- [Aufgabe]: Schreiben Sie den Abschnitt des Textes wortgetreu ab, der mit den Worten um „Kurz gesagt: Klarer“ einsetzt und mit „der Politik, oder?“ schließt.

*** Text ***

Hans Immanuel Herbers
Hans Immanuel Herbers
12 Jahre zuvor

@HansDampf: Ich kann hier die Nichtraucherschutz-Debatte nicht aufrollen. Ich habe genau dazu aber Thesen publiziert, die Sie gern nachlesen können: https://fwd4.me/0wpg

Kurz gesagt: Klarer Nichtraucherschutz ist notwendig. Die Rechtslage in NRW dazu reicht völlig aus. Was fehlt ist die Umsetzung – und da ist das grüne Ministerium von Frau Steffens in der Pflicht was nun statt seine Verwaltungsarbeit ordentlich zu tun die Gesetze verschärfen will.

Hans Immanuel Herbers
Hans Immanuel Herbers
12 Jahre zuvor

@Markus Walloschek: Ihr Beispiel ist hervorragend! Konkrete Benachteiligungen müssen aufgehoben werden – und was Sie beschreiben ist eine. Der Zugang zu öffentlichen Verkehrsmitteln mit dem Rollstuhl kann wirklich nicht nur nach Anmeldung möglich sein. Hier muss eine konkrete Diskriminierung beseitigt werden.

Das führt aber keineswegs logisch zu Behindertenquoten in der Politik, oder?

Peter Podewitz
Peter Podewitz
12 Jahre zuvor

#12 Hans Dampf
Bei b) haben die Nichtraucher wenigstens die Wahl, mithin die Möglichkeit, für sich persönlich selbst zu entscheiden.
Bei a) haben Raucher diese Möglichkeit nicht.
So schnell lassen sich Fragen beantworten.

*** Datenauszug ***

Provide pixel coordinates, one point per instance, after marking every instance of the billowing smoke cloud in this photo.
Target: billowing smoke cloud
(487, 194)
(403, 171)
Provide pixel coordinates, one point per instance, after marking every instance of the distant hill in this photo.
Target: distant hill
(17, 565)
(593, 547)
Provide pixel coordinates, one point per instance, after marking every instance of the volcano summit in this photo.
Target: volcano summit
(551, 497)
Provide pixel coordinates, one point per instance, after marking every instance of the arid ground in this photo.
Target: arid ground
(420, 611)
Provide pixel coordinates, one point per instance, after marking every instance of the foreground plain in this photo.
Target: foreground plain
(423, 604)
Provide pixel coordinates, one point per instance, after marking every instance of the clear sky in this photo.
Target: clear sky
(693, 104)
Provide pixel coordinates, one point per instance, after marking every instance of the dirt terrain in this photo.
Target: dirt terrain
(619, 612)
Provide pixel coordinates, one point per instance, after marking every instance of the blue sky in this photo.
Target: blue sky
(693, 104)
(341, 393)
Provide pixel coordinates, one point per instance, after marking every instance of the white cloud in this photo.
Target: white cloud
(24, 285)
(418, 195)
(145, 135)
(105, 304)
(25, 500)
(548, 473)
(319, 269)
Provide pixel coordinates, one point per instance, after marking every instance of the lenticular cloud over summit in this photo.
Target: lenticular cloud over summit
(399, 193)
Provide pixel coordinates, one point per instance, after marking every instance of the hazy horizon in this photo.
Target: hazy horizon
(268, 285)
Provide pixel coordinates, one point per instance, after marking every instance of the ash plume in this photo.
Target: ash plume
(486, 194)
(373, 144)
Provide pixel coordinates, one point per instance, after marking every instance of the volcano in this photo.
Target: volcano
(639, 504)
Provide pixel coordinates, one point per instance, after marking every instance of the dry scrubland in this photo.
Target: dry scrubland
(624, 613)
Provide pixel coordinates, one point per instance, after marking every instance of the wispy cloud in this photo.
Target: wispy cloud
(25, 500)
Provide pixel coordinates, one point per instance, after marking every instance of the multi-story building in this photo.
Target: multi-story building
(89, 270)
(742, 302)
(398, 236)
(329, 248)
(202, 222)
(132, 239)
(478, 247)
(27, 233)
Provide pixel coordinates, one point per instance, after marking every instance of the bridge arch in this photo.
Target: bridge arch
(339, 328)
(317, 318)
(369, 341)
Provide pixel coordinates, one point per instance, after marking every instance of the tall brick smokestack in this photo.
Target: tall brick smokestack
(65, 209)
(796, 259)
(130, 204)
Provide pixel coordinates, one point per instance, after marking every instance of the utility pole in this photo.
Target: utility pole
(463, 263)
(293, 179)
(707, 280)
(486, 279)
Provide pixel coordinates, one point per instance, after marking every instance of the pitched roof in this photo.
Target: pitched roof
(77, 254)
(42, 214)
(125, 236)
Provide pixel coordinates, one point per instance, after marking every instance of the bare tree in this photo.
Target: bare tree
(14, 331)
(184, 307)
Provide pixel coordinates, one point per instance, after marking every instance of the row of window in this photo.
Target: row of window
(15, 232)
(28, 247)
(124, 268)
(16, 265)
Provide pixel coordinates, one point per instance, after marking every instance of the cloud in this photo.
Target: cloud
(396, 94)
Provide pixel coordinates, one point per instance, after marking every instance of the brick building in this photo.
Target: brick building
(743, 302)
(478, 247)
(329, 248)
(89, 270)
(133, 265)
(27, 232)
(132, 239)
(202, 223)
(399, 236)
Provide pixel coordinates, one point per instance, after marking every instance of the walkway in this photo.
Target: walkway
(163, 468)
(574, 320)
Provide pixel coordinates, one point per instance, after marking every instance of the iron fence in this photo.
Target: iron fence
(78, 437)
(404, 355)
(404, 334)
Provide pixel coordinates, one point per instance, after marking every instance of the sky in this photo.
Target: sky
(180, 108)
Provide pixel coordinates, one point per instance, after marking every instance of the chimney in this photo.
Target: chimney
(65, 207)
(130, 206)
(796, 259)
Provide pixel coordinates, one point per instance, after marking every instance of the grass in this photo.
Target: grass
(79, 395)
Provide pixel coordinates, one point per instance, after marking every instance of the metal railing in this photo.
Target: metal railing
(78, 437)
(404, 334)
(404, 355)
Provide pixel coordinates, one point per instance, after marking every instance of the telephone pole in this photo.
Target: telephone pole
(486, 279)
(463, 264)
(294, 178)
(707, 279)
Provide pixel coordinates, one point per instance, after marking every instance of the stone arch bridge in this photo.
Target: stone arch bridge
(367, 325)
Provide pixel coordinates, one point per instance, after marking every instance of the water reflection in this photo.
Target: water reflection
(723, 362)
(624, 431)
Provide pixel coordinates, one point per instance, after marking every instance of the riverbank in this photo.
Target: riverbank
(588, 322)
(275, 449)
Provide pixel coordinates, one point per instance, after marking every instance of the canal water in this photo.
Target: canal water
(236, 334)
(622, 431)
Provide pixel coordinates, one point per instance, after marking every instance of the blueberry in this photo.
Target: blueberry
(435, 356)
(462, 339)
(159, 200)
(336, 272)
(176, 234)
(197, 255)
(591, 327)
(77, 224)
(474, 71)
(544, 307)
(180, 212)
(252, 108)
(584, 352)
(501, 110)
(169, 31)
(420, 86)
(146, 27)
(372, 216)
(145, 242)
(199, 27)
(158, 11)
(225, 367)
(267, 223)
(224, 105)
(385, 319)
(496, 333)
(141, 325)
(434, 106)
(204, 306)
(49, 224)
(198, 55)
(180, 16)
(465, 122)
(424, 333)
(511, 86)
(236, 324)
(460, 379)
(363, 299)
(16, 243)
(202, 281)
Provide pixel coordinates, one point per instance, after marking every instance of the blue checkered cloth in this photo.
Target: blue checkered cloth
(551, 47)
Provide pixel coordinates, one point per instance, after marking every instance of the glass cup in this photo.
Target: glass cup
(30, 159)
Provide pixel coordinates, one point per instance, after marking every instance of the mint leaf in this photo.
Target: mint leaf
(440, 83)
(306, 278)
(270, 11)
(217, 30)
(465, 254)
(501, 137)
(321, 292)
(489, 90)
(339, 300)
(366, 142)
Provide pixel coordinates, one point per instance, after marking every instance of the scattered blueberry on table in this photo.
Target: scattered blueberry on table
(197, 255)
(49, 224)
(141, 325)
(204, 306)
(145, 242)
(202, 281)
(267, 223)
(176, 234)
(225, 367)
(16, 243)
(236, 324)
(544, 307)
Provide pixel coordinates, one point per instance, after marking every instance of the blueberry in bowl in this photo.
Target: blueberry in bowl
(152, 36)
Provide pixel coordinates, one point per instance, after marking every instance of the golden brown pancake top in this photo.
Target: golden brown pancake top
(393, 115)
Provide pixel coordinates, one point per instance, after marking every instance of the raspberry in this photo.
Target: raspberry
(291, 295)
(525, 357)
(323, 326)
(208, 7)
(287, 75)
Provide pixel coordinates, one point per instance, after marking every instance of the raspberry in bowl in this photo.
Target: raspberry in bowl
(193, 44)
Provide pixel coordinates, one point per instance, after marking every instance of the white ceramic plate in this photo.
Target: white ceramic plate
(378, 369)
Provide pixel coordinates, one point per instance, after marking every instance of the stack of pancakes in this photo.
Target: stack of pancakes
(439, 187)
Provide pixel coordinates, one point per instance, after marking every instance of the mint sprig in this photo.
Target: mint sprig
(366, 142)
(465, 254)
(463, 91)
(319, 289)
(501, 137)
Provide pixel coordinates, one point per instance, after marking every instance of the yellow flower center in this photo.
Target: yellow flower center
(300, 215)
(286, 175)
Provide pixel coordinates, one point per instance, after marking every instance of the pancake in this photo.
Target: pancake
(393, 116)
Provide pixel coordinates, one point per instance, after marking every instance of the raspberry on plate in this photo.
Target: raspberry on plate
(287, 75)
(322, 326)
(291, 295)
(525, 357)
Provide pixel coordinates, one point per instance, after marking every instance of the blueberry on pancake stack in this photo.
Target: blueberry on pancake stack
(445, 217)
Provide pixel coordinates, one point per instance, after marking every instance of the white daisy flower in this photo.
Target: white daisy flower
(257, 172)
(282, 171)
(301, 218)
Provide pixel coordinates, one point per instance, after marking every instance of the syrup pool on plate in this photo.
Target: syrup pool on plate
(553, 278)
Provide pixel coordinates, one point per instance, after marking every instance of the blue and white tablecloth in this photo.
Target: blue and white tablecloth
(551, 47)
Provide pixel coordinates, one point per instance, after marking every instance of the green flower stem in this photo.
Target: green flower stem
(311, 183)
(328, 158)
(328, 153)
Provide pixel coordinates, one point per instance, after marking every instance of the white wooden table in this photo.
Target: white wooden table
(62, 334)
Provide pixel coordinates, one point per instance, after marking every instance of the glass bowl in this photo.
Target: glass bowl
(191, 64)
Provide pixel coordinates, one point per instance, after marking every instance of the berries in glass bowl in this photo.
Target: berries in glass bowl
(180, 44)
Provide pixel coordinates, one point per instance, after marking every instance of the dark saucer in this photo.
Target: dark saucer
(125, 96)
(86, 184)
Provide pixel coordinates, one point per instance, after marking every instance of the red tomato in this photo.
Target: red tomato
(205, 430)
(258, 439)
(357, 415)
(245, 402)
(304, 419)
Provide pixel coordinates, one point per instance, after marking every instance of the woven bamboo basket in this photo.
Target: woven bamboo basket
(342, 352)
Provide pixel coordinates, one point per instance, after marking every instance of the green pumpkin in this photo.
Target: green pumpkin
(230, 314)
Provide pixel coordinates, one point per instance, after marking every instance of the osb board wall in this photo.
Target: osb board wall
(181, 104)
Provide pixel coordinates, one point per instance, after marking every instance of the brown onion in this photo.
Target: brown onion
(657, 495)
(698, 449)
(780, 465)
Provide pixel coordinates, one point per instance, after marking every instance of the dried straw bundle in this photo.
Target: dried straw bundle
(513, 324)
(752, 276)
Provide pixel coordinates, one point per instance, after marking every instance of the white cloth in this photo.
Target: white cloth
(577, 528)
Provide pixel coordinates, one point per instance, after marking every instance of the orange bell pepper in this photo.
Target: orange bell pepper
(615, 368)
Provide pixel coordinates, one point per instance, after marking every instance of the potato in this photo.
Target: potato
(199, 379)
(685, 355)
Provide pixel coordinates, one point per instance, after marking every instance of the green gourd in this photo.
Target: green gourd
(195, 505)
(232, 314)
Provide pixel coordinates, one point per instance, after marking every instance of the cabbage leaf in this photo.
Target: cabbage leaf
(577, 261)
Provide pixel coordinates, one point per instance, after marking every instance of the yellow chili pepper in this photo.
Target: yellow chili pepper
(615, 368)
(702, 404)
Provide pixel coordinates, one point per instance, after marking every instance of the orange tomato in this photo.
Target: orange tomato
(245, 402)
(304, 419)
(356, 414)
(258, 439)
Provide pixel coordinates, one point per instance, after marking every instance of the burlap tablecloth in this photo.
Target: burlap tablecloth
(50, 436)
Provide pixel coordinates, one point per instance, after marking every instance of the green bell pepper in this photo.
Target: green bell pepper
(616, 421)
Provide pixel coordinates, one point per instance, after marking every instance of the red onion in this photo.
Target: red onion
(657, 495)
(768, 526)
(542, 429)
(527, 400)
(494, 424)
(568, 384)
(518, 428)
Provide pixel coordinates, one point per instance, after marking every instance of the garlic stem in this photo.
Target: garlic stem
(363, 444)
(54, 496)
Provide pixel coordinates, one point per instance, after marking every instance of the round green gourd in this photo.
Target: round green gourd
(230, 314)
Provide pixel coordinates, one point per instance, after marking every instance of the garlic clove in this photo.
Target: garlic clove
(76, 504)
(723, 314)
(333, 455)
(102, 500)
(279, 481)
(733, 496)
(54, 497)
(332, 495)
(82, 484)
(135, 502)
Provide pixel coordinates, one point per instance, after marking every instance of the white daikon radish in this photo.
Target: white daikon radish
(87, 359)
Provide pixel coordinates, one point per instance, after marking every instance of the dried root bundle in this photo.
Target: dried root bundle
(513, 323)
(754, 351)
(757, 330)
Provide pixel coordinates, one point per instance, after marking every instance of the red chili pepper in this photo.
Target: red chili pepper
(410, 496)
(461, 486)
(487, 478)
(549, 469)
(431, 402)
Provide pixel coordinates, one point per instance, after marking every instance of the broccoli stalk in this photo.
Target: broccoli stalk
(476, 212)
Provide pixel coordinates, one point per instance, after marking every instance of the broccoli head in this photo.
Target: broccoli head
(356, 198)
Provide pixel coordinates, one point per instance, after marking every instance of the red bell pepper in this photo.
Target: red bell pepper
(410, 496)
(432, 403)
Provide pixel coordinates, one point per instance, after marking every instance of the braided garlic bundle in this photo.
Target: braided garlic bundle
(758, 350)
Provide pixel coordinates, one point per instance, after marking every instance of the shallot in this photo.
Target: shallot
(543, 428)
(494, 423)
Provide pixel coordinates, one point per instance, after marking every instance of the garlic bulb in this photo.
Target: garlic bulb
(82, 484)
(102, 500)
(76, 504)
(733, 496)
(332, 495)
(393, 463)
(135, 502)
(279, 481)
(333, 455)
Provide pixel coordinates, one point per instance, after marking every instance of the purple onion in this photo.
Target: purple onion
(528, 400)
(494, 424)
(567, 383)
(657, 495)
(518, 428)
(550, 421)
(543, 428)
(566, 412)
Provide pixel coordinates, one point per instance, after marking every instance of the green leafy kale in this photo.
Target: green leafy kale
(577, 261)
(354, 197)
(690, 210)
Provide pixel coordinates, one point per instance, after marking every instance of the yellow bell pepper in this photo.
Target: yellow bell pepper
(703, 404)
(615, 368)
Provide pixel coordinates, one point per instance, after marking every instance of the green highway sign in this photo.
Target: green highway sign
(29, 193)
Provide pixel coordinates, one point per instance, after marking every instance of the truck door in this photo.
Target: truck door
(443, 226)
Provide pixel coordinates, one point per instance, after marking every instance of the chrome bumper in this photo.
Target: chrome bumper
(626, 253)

***

- [Lösung]:
Kurz gesagt: Klarer Nichtraucherschutz ist notwendig. Die Rechtslage in NRW dazu reicht völlig aus. Was fehlt ist die Umsetzung – und da ist das grüne Ministerium von Frau Steffens in der Pflicht was nun statt seine Verwaltungsarbeit ordentlich zu tun die Gesetze verschärfen will.

Hans Immanuel Herbers
Hans Immanuel Herbers
12 Jahre zuvor

@Markus Walloschek: Ihr Beispiel ist hervorragend! Konkrete Benachteiligungen müssen aufgehoben werden – und was Sie beschreiben ist eine. Der Zugang zu öffentlichen Verkehrsmitteln mit dem Rollstuhl kann wirklich nicht nur nach Anmeldung möglich sein. Hier muss eine konkrete Diskriminierung beseitigt werden.

Das führt aber keineswegs logisch zu Behindertenquoten in der Politik, oder?